● CHALLENGE
Take the material and output all of it exactly.

Point placement records:
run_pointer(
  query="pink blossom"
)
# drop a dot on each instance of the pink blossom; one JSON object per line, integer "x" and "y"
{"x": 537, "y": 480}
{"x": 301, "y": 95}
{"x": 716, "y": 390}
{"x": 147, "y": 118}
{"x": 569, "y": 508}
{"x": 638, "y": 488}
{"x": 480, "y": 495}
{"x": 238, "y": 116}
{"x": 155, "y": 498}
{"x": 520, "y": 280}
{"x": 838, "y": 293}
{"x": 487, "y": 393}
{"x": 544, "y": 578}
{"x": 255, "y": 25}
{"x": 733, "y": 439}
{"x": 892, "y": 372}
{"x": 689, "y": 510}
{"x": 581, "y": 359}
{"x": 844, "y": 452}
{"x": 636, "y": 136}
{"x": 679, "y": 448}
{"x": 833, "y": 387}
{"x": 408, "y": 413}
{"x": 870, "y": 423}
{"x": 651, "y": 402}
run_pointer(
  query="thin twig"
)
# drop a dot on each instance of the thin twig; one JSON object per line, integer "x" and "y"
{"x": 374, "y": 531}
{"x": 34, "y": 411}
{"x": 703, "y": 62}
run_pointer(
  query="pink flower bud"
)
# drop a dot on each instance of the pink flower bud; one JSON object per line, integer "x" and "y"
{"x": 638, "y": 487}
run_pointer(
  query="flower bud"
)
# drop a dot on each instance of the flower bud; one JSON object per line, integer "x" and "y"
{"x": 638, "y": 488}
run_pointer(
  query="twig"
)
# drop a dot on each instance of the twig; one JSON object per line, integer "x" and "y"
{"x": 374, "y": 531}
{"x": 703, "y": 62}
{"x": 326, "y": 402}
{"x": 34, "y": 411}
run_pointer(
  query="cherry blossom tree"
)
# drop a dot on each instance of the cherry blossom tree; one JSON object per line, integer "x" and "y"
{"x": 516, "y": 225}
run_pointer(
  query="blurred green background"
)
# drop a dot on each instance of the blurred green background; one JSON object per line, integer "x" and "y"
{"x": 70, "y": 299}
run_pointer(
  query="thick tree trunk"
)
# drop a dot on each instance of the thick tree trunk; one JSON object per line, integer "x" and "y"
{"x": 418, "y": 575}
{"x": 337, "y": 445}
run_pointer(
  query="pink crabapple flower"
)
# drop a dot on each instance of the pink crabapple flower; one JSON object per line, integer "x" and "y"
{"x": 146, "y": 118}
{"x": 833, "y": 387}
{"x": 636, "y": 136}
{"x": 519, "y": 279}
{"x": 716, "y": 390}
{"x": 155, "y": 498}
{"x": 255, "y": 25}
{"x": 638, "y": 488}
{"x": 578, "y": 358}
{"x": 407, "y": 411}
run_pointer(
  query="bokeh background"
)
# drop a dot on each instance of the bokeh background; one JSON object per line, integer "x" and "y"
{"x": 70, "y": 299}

● EXERCISE ANSWER
run_pointer(
  query="pink blossom"
)
# drop a dot on each instance of the pink blossom; one JSON object per line, integer "x" and "y"
{"x": 537, "y": 480}
{"x": 301, "y": 95}
{"x": 716, "y": 390}
{"x": 147, "y": 118}
{"x": 569, "y": 508}
{"x": 638, "y": 488}
{"x": 480, "y": 495}
{"x": 238, "y": 116}
{"x": 155, "y": 498}
{"x": 520, "y": 280}
{"x": 838, "y": 293}
{"x": 487, "y": 393}
{"x": 544, "y": 578}
{"x": 255, "y": 25}
{"x": 733, "y": 439}
{"x": 892, "y": 372}
{"x": 689, "y": 510}
{"x": 581, "y": 359}
{"x": 844, "y": 452}
{"x": 636, "y": 136}
{"x": 679, "y": 448}
{"x": 833, "y": 387}
{"x": 408, "y": 413}
{"x": 870, "y": 423}
{"x": 651, "y": 402}
run_pointer(
  query="thin twig"
)
# drop a dot on each instance of the thin twig; one JSON object per line, integer "x" and "y"
{"x": 374, "y": 531}
{"x": 34, "y": 411}
{"x": 703, "y": 62}
run_pointer(
  query="pink flower bud"
)
# drop a dot on each instance of the pink flower bud; one JSON object per line, integer "x" and "y"
{"x": 638, "y": 487}
run_pointer(
  query="flower bud"
)
# drop a dot on each instance of the flower bud; one JSON object per line, integer "x" and "y"
{"x": 638, "y": 488}
run_pointer(
  query="twig"
)
# drop a dot on each instance of the twig; one JSON object per line, integer "x" and "y"
{"x": 374, "y": 531}
{"x": 703, "y": 62}
{"x": 326, "y": 402}
{"x": 34, "y": 411}
run_pointer(
  query="cherry blossom tree"
)
# drop a dot on each instance of the cherry blossom tree; one JSON object per line, integer "x" and "y"
{"x": 516, "y": 225}
run_pointer(
  query="blurred green background"
)
# drop a dot on each instance of the blurred green background; one JSON object per line, integer "x" and "y"
{"x": 70, "y": 299}
run_pointer(
  query="thick tree trunk"
)
# drop a dot on each instance of the thick tree trunk; one JSON object per line, integer "x" and "y"
{"x": 418, "y": 575}
{"x": 337, "y": 445}
run_pointer(
  query="pink crabapple flower"
)
# drop a dot on each instance of the pink crabapple flower; one JSON object per line, integer "x" and "y"
{"x": 146, "y": 118}
{"x": 833, "y": 387}
{"x": 636, "y": 136}
{"x": 519, "y": 279}
{"x": 716, "y": 390}
{"x": 155, "y": 498}
{"x": 255, "y": 25}
{"x": 638, "y": 488}
{"x": 578, "y": 358}
{"x": 407, "y": 411}
run_pointer(
  query="bokeh background"
)
# drop a dot on each instance of the bokeh background; one JSON object per line, integer "x" and "y"
{"x": 70, "y": 299}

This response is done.